*** TEXT SHOWN ***
Background information
- Origin: Kuopio, Finland
- Genres: Death metal, folk metal, doom metal, black metal
- Years active: 2002–2018, 2025–present
- Labels: Universal Music Dynamic Arts Records Osasto-A Records
- Members: Puijon Perkele Tervapiru Woema Musta Savo
- Website: verjnuarmu.com

= Verjnuarmu =

Finnish heavy metal band

Verjnuarmu was a heavy metal band from Finland singing in the Savo dialect of the Finnish language.

Performing in a dialect is rare in the Finnish heavy metal scene. Sometimes their style is dubbed as "Savo metal". According to Viitakemies, former guitarist of the band, their greatest influences musically are death metal, traditional heavy metal, and traditional folk music.

Their full-length debut album, Muanpiällinen helevetti, was released in 2006 under Universal Music Finland. In 2008, the band signed to the Finnish metal label Dynamic Arts Records and released their second album, Ruatokansan uamunkoetto.

in August 2018 the band announced the death of their drummer, Musta Savo, and announced the band's break-up.
*** SUPPLIED RECORDS ***
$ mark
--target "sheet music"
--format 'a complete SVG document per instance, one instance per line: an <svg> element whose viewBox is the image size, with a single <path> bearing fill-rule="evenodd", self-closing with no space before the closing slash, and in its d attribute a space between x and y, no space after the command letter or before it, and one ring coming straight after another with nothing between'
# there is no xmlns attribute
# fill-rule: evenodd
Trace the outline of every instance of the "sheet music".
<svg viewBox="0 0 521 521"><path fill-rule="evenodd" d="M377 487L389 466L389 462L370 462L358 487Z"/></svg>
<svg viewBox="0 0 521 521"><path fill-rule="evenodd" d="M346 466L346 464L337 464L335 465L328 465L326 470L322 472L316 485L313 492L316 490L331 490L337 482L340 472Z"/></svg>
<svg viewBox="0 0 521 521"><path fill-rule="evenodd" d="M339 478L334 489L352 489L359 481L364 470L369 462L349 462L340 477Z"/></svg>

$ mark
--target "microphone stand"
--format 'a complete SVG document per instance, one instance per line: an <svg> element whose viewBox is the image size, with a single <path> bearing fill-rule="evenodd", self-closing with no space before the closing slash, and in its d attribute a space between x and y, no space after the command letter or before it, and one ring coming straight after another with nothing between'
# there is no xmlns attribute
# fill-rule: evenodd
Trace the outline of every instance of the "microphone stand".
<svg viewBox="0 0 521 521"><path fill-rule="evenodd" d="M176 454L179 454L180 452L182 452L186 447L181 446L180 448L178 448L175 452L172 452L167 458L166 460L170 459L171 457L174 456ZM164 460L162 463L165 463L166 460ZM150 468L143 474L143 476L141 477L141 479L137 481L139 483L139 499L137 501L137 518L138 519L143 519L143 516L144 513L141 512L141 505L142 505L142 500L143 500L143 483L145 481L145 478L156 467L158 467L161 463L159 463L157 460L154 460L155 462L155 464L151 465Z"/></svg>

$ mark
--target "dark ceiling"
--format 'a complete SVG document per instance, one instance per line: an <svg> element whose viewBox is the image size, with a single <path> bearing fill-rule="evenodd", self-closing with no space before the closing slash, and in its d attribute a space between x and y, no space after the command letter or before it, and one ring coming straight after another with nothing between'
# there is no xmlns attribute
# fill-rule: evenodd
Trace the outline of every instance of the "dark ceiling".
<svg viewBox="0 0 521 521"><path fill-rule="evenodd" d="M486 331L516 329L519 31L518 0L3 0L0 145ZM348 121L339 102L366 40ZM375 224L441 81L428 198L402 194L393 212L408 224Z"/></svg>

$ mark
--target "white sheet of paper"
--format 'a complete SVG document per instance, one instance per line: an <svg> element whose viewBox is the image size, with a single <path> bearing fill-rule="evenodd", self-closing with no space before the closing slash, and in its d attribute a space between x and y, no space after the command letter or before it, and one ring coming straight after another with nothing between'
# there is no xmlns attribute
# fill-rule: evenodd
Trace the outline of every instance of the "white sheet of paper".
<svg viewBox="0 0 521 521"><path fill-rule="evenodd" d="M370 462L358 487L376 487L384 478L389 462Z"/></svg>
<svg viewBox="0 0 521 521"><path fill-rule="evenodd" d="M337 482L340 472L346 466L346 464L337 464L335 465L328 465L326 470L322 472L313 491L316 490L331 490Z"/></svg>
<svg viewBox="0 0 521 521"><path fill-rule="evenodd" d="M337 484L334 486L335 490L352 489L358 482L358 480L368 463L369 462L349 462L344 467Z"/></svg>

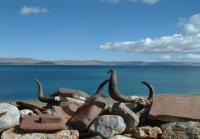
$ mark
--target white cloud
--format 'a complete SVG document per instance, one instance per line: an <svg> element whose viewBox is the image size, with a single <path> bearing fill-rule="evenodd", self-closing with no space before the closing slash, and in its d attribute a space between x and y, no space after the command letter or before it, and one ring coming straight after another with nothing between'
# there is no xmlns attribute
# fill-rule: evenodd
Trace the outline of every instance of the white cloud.
<svg viewBox="0 0 200 139"><path fill-rule="evenodd" d="M20 14L22 15L40 14L40 13L47 13L47 8L24 6L20 10Z"/></svg>
<svg viewBox="0 0 200 139"><path fill-rule="evenodd" d="M189 53L184 56L180 56L179 59L181 59L181 60L200 60L200 54Z"/></svg>
<svg viewBox="0 0 200 139"><path fill-rule="evenodd" d="M119 3L122 1L128 1L128 2L141 2L144 4L148 4L148 5L153 5L155 3L157 3L159 0L101 0L103 2L111 2L111 3Z"/></svg>
<svg viewBox="0 0 200 139"><path fill-rule="evenodd" d="M103 50L142 52L157 54L181 53L188 58L196 58L200 53L200 14L192 15L189 19L179 23L182 33L159 38L145 38L134 41L107 42L100 46Z"/></svg>
<svg viewBox="0 0 200 139"><path fill-rule="evenodd" d="M142 2L144 4L153 5L153 4L157 3L159 0L129 0L129 1Z"/></svg>
<svg viewBox="0 0 200 139"><path fill-rule="evenodd" d="M171 59L171 55L169 55L169 54L162 54L160 56L160 59L162 59L162 60L170 60Z"/></svg>

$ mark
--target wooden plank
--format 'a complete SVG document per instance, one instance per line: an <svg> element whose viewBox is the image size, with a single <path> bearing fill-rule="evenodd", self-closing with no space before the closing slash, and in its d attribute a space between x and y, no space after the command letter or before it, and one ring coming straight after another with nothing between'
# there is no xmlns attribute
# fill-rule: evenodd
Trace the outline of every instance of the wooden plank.
<svg viewBox="0 0 200 139"><path fill-rule="evenodd" d="M156 95L149 118L164 122L200 121L200 95Z"/></svg>

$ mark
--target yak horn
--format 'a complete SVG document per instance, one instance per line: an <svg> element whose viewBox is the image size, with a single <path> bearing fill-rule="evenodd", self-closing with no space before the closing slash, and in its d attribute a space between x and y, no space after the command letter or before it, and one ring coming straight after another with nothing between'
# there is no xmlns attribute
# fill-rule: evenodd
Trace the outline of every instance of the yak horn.
<svg viewBox="0 0 200 139"><path fill-rule="evenodd" d="M45 97L44 96L43 89L42 89L42 84L38 80L35 80L35 81L36 81L36 83L38 85L38 99L41 102L44 102L44 103L55 102L55 98L54 97Z"/></svg>
<svg viewBox="0 0 200 139"><path fill-rule="evenodd" d="M153 96L154 96L154 94L155 94L155 90L154 90L154 87L151 85L151 84L149 84L149 83L147 83L147 82L141 82L141 83L143 83L144 85L146 85L148 88L149 88L149 96L148 96L148 98L147 98L147 100L150 102L150 103L152 103L153 102Z"/></svg>

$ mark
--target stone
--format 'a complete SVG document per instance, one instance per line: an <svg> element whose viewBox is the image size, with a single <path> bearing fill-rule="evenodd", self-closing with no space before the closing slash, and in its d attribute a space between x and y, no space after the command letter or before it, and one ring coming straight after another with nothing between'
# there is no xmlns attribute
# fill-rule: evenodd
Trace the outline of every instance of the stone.
<svg viewBox="0 0 200 139"><path fill-rule="evenodd" d="M35 115L35 113L32 110L29 110L29 109L20 110L19 113L20 113L20 117Z"/></svg>
<svg viewBox="0 0 200 139"><path fill-rule="evenodd" d="M116 135L116 136L113 136L109 139L135 139L135 138L124 136L124 135Z"/></svg>
<svg viewBox="0 0 200 139"><path fill-rule="evenodd" d="M96 135L96 136L92 136L92 137L84 137L83 139L103 139L103 137Z"/></svg>
<svg viewBox="0 0 200 139"><path fill-rule="evenodd" d="M162 139L200 139L200 122L173 122L161 125Z"/></svg>
<svg viewBox="0 0 200 139"><path fill-rule="evenodd" d="M148 118L161 122L200 121L200 95L155 95Z"/></svg>
<svg viewBox="0 0 200 139"><path fill-rule="evenodd" d="M89 127L92 121L99 116L105 106L106 103L102 97L92 97L77 110L75 115L68 121L67 125L79 132L83 132Z"/></svg>
<svg viewBox="0 0 200 139"><path fill-rule="evenodd" d="M56 117L60 117L65 123L72 117L70 113L66 112L63 107L60 106L52 106L52 108L48 109L47 112Z"/></svg>
<svg viewBox="0 0 200 139"><path fill-rule="evenodd" d="M0 113L4 113L0 116L0 131L19 125L20 113L16 106L0 103Z"/></svg>
<svg viewBox="0 0 200 139"><path fill-rule="evenodd" d="M10 128L4 131L1 139L78 139L77 130L62 130L55 133L21 133L18 129Z"/></svg>
<svg viewBox="0 0 200 139"><path fill-rule="evenodd" d="M139 124L139 116L124 103L114 103L109 114L123 117L127 128L134 128Z"/></svg>
<svg viewBox="0 0 200 139"><path fill-rule="evenodd" d="M57 132L66 128L60 117L49 114L40 114L30 117L23 117L20 123L23 132Z"/></svg>
<svg viewBox="0 0 200 139"><path fill-rule="evenodd" d="M162 134L159 127L143 126L137 127L132 130L132 136L137 139L151 138L157 139Z"/></svg>
<svg viewBox="0 0 200 139"><path fill-rule="evenodd" d="M124 119L118 115L99 116L89 127L89 132L98 133L104 138L110 138L125 131Z"/></svg>

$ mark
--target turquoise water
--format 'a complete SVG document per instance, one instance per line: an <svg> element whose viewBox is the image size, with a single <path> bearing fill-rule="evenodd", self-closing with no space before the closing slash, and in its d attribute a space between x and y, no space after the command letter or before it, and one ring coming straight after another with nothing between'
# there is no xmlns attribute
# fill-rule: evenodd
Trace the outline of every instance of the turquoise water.
<svg viewBox="0 0 200 139"><path fill-rule="evenodd" d="M46 95L60 87L93 94L111 68L118 73L120 91L127 95L146 95L141 81L151 83L157 93L200 95L200 67L0 65L0 99L35 99L35 79L42 82ZM108 95L107 87L103 94Z"/></svg>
***
== DIRECTIONS ==
1. Transcribe the passage on the band Verjnuarmu from "Background information" up to and including "the Finnish language.".
2. Write a continuation of the passage on the band Verjnuarmu, picking up after its last sentence.

== TASK-BY-TASK RESULTS ==
1.
Background information
- Origin: Kuopio, Finland
- Genres: Death metal, folk metal, doom metal, black metal
- Years active: 2002–2018, 2025–present
- Labels: Universal Music Dynamic Arts Records Osasto-A Records
- Members: Puijon Perkele Tervapiru Woema Musta Savo
- Website: verjnuarmu.com

= Verjnuarmu =

Finnish heavy metal band

Verjnuarmu was a heavy metal band from Finland singing in the Savo dialect of the Finnish language.

2.
The band's remaining members reunited in 2025, starting with a performance at Hatefeast Metal Festival.

==Members==

===Current line-up===
- Puijon Perkele (Tuomas Koponen) - lead vocals
- Tervapiru (Topi Pitkanen) - guitar
- Woema - bass

===Former===
- Musta Savo (Janne Rissanen) - drums and death grunts, 2002-2018 (died 2018)
- Viitakemies (Tarmo Luostarinen) - lead guitar, 2003-2011
- Savon Surma (Petteri Ruotsalainen) - rhythm guitar and death grunts, 2001-2008
- Ruato - rhythm guitar, 2008

==Discography==
===Studio albums===
- Muanpiällinen helevetti (CD, Universal, 2006)
- Ruatokansan uamunkoetto (CD, Dynamic Arts, 2008)
- Lohuton (CD, Osasto-A, 2010)
- Pimmeyvven ruhtinas (CD, Osasto-A 2012)
- 1808 (CD, Independent 2015)

===Demos===
- Verjnuarmu (demo, 2002)
- Verta, woemoo ja viitakkeita (demo, 2002)
- Laalavat jouset (demo, 2004)

==Singles==
- Kurjuuvven valssi (single, 2005)
- Itkuvirsj (single, 2006)
- Kuvajaenen (digital single, 2010)
- Turja (digital single, 2010)
- Lentävä kalakukko (digital single, 2012)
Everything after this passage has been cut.